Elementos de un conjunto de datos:
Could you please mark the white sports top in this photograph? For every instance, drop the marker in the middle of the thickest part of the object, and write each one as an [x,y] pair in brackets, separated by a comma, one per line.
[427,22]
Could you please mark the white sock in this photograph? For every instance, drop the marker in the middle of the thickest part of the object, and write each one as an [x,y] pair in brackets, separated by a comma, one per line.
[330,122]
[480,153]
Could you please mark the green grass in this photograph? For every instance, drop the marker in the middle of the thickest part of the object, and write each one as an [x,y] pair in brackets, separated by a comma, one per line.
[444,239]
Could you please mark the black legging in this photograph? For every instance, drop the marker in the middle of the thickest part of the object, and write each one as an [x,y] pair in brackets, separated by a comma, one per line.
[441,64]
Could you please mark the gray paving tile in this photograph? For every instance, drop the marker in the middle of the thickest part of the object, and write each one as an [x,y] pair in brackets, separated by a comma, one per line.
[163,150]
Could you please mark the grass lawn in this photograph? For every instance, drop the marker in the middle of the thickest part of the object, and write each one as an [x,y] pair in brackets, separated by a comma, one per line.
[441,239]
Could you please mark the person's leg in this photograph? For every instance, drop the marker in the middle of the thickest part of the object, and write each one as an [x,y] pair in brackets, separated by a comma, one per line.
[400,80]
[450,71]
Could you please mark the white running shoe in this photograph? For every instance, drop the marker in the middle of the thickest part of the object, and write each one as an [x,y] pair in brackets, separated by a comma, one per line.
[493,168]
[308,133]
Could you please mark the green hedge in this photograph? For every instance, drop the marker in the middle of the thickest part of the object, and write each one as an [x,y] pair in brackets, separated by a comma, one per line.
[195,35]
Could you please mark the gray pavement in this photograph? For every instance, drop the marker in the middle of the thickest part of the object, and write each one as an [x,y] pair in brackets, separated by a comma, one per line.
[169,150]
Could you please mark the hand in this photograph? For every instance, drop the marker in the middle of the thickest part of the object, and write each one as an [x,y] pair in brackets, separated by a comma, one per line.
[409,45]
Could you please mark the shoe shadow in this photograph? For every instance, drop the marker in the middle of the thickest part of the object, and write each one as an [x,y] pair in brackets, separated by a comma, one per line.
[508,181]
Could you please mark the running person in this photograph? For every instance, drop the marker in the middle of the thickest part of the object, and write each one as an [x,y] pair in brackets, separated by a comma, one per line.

* _Requisitos_
Por favor, reescribe todas las líneas de los datos anteriores como una lista JSON de cadenas, con una cadena por línea y sin incluir las líneas en blanco.

* _Respuesta correcta_
[
  "Could you please mark the white sports top in this photograph? For every instance, drop the marker in the middle of the thickest part of the object, and write each one as an [x,y] pair in brackets, separated by a comma, one per line.",
  "[427,22]",
  "Could you please mark the white sock in this photograph? For every instance, drop the marker in the middle of the thickest part of the object, and write each one as an [x,y] pair in brackets, separated by a comma, one per line.",
  "[330,122]",
  "[480,153]",
  "Could you please mark the green grass in this photograph? For every instance, drop the marker in the middle of the thickest part of the object, and write each one as an [x,y] pair in brackets, separated by a comma, one per line.",
  "[444,239]",
  "Could you please mark the black legging in this photograph? For every instance, drop the marker in the middle of the thickest part of the object, and write each one as an [x,y] pair in brackets, separated by a comma, one per line.",
  "[441,64]",
  "Could you please mark the gray paving tile in this photograph? For every instance, drop the marker in the middle of the thickest part of the object, and write each one as an [x,y] pair in brackets, separated by a comma, one per line.",
  "[163,150]",
  "Could you please mark the grass lawn in this photograph? For every instance, drop the marker in the middle of the thickest part of the object, and write each one as an [x,y] pair in brackets, separated by a comma, one per line.",
  "[441,239]",
  "Could you please mark the person's leg in this photograph? For every instance, drop the marker in the middle of the thickest part of the object, and write each one as an [x,y] pair in brackets, separated by a comma, one per line.",
  "[400,80]",
  "[450,71]",
  "Could you please mark the white running shoe in this photograph? For every instance, drop the marker in the middle of the thickest part of the object, and write each one as an [x,y] pair in brackets, separated by a comma, one per line.",
  "[493,168]",
  "[308,133]",
  "Could you please mark the green hedge in this photograph? For every instance, drop the marker in the middle of the thickest part of the object, and write each one as an [x,y] pair in brackets, separated by a comma, one per line.",
  "[195,35]",
  "Could you please mark the gray pavement in this photograph? For every instance, drop the marker in the middle of the thickest part of the object, and write each one as an [x,y] pair in brackets, separated by a comma, one per line.",
  "[169,150]",
  "Could you please mark the hand in this photograph? For every instance, drop the marker in the middle of the thickest part of the object, and write each one as an [x,y] pair in brackets, separated by a comma, one per line.",
  "[409,45]",
  "Could you please mark the shoe shadow in this photograph? For every instance, drop the marker in the middle of the thickest part of the object, and write each one as an [x,y] pair in brackets, separated by a comma, one per line.",
  "[508,181]",
  "Could you please mark the running person in this photograph? For every instance, drop the marker in the middle of the thickest part of the object, and write each one as an [x,y] pair in brackets, separated by a comma, one per line."
]